■ Records for this task
━━━
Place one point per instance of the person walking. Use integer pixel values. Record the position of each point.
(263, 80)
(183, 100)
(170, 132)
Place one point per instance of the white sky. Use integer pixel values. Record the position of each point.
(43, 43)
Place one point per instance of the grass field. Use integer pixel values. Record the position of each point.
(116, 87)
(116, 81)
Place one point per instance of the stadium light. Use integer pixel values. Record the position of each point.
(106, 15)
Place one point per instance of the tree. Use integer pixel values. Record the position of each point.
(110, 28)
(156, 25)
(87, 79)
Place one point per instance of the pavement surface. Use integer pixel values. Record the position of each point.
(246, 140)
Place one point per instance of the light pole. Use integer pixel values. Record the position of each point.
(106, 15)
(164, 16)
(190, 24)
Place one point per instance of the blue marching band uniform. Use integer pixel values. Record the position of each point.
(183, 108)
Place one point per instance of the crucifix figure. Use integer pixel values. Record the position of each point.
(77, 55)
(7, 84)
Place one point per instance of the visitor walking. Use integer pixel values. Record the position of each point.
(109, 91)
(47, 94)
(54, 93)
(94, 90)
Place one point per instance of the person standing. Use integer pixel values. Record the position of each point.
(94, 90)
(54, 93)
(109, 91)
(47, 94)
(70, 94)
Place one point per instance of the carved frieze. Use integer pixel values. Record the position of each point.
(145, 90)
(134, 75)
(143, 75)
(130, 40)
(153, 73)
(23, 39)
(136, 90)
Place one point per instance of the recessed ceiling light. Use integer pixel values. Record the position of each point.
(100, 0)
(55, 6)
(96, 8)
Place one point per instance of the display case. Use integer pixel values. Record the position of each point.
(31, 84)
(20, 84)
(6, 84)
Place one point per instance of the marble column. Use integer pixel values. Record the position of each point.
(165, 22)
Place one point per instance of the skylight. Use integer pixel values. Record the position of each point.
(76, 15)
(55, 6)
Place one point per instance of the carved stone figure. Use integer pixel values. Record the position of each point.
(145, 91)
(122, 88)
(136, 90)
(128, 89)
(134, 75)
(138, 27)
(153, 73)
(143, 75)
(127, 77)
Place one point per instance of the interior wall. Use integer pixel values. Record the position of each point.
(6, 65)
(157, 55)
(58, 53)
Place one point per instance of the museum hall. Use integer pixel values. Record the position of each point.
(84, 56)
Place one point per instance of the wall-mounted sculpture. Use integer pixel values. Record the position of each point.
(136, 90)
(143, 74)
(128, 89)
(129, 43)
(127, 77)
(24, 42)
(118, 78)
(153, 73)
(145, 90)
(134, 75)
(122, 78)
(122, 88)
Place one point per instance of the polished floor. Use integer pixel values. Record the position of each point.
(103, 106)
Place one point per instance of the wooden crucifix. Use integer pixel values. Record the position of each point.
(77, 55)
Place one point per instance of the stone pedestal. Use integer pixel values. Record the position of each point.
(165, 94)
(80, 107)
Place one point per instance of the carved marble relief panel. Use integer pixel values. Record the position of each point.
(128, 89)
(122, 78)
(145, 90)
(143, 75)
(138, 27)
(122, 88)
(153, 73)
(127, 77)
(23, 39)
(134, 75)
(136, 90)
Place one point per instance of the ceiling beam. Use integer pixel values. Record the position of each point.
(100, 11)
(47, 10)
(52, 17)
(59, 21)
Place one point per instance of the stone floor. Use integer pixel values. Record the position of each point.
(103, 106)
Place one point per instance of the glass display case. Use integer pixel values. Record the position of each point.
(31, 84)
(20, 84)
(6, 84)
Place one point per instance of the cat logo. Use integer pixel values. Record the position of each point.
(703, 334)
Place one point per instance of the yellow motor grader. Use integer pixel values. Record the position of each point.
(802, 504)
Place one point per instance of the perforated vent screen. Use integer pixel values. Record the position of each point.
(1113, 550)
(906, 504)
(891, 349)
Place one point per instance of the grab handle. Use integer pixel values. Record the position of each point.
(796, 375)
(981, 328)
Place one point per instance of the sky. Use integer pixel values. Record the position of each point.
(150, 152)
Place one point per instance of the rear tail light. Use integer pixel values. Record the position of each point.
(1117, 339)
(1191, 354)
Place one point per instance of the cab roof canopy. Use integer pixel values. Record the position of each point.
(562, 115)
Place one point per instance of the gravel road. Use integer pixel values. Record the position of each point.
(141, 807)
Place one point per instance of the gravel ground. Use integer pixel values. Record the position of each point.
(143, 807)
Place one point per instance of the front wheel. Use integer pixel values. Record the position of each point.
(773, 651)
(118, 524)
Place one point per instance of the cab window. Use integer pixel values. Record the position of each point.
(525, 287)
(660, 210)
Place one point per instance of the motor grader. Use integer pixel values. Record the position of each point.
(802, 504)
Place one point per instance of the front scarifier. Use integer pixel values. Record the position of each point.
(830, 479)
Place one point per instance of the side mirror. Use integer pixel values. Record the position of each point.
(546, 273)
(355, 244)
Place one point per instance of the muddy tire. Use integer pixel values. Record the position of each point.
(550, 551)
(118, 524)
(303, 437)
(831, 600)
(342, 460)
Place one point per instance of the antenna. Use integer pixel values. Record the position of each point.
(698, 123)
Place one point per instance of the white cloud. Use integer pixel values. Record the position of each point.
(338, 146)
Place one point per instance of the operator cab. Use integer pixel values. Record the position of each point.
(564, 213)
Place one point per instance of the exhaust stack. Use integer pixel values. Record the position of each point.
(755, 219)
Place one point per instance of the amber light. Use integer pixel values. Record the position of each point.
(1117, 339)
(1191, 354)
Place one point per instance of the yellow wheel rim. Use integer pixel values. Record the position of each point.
━━━
Reproduce all of the records above word for word.

Place one point per instance of the person walking. Use integer pixel values. Record the position of each point.
(263, 80)
(183, 100)
(170, 132)
Place one point per instance of the white sky. Use integer pixel values. Record the position of each point.
(43, 43)
Place one point per instance of the grass field. Use integer pixel values. Record the position of each point.
(116, 87)
(116, 81)
Place one point per instance of the stadium light. Use integer pixel values. Record the position of each point.
(106, 15)
Place one point per instance of the tree. Use integer pixel values. Record the position of each point.
(110, 28)
(156, 25)
(87, 79)
Place one point per instance of the pavement surface. Use integer pixel values. Record the position of each point.
(246, 140)
Place one point per instance of the light pole. Use integer pixel values. Record the position of each point.
(106, 15)
(164, 16)
(190, 24)
Place one point per instance of the blue marching band uniform. Use integer pixel values. Record the position of each point.
(183, 108)
Place one point per instance of the crucifix figure. Use integer pixel values. Record the position of each point.
(77, 55)
(7, 84)
Place one point per instance of the visitor walking. Use integer pixel values. Record the position of each point.
(109, 91)
(47, 94)
(54, 93)
(94, 90)
Place one point per instance of the person standing. Use integer pixel values. Record the position of each point.
(94, 90)
(54, 93)
(109, 91)
(47, 94)
(70, 94)
Place one point per instance of the carved frieze. Use integer pixel values. Record the position of each point.
(145, 90)
(134, 75)
(143, 75)
(130, 40)
(153, 73)
(23, 39)
(136, 90)
Place one point per instance of the recessed ceiling light. Use integer pixel values. Record the position of each point.
(100, 0)
(55, 6)
(96, 8)
Place one point per instance of the display case. Use integer pixel values. Record the position of each point.
(31, 84)
(20, 84)
(6, 84)
Place one point per instance of the marble column. Use integer pixel values. Record the position of each point.
(165, 22)
Place one point per instance of the skylight. Use integer pixel values. Record the position of each point.
(76, 15)
(55, 6)
Place one point per instance of the carved stone figure. Use integer pixel values. Record the position of each point.
(145, 91)
(122, 88)
(136, 90)
(128, 89)
(134, 75)
(138, 27)
(153, 73)
(143, 75)
(127, 77)
Place one point per instance of the interior wall. Use integer pixel values. Record the position of each point.
(6, 65)
(157, 55)
(58, 53)
Place one point per instance of the museum hall. Use integer pixel values. Record the position of each point.
(84, 56)
Place one point per instance of the wall-mounted sculpture. Use integer pixel values. Record the position of each point.
(136, 90)
(143, 74)
(128, 89)
(129, 43)
(127, 77)
(24, 42)
(118, 78)
(153, 73)
(145, 90)
(134, 75)
(122, 78)
(122, 88)
Place one point per instance of the polished floor. Use integer pixel values. Record the position of each point.
(103, 106)
Place one point per instance of the wooden crucifix. Use integer pixel values. Record the position of each point.
(77, 55)
Place one point per instance of the stone pedestal. Use integer pixel values. Record the position of each point.
(165, 94)
(80, 107)
Place one point per instance of the carved marble relief panel. Use integer pixel values. Record the position of each point.
(128, 89)
(122, 78)
(145, 90)
(143, 75)
(138, 27)
(122, 88)
(153, 73)
(127, 77)
(23, 39)
(134, 75)
(136, 90)
Place one point per instance of the ceiling beam. Use integer pixel values. Record the position of each point.
(100, 11)
(47, 10)
(52, 17)
(59, 21)
Place one point per instance of the stone floor. Use integer pixel values. Record the position of each point.
(103, 106)
Place one point per instance of the glass display case. Use integer pixel values. Record the position of each point.
(31, 84)
(20, 84)
(6, 84)
Place one point per instance of the cat logo. Use integer pixel values. Record the position of each point.
(703, 334)
Place one point per instance of the yellow motor grader. Use integer pixel values. Record the position of each point.
(802, 504)
Place one point per instance of the perforated vent screen. Use integer pixel values. Record the position of each point.
(1113, 550)
(906, 504)
(891, 349)
Place one point per instance of the grab handle. Use integer pixel values. Record the position of each point.
(796, 375)
(981, 328)
Place one point per instance of the sky. Use integer pixel values. Record the position of each point.
(150, 152)
Place one point per instance of the rear tail light. Use integer pixel values. Record the position of each point.
(1117, 339)
(1191, 354)
Place one point per instance of the cab roof canopy. Use integer pixel values. Record the position of each point.
(562, 115)
Place one point per instance of the gravel road. Use integer pixel values. Record the position of each point.
(141, 807)
Place one point per instance of the gravel ground. Use integer pixel values. Record the position of each point.
(143, 807)
Place one point per instance of the front wheel. Use integer pixel values. Record the position of each point.
(773, 651)
(118, 524)
Place one point per instance of the cab window. Use integer pixel values. Record the position of each point.
(525, 287)
(660, 210)
Place one point per instance of the motor grader. Use integer pixel values. Record the position of each point.
(802, 504)
Place one point per instance of the front scarifier. Use integer pixel values. Record the position of each point.
(830, 479)
Place one point per instance of the side mirror. Use integer pixel values. Record the position of each point.
(546, 273)
(355, 244)
Place one point per instance of the muddy tire. Use integer pixel values. Record the position of each point.
(550, 551)
(118, 524)
(303, 437)
(831, 600)
(342, 460)
Place one point per instance of the antenna. Use integer pixel values. Record the position of each point.
(698, 123)
Place one point per instance of the white cloud. Use integer pixel values. Record the position of each point.
(338, 146)
Place one point per instance of the operator cab. Use integer pixel values. Record the position of each point.
(564, 213)
Place one point per instance of the exhaust stack. Use integer pixel values. Record the position of each point.
(755, 219)
Place one point per instance of the amber light. Use integer pixel values. Record the position of each point.
(1117, 339)
(1191, 354)
Place one point per instance of the yellow wheel rim. Use integer pixel values. Record the position of each point.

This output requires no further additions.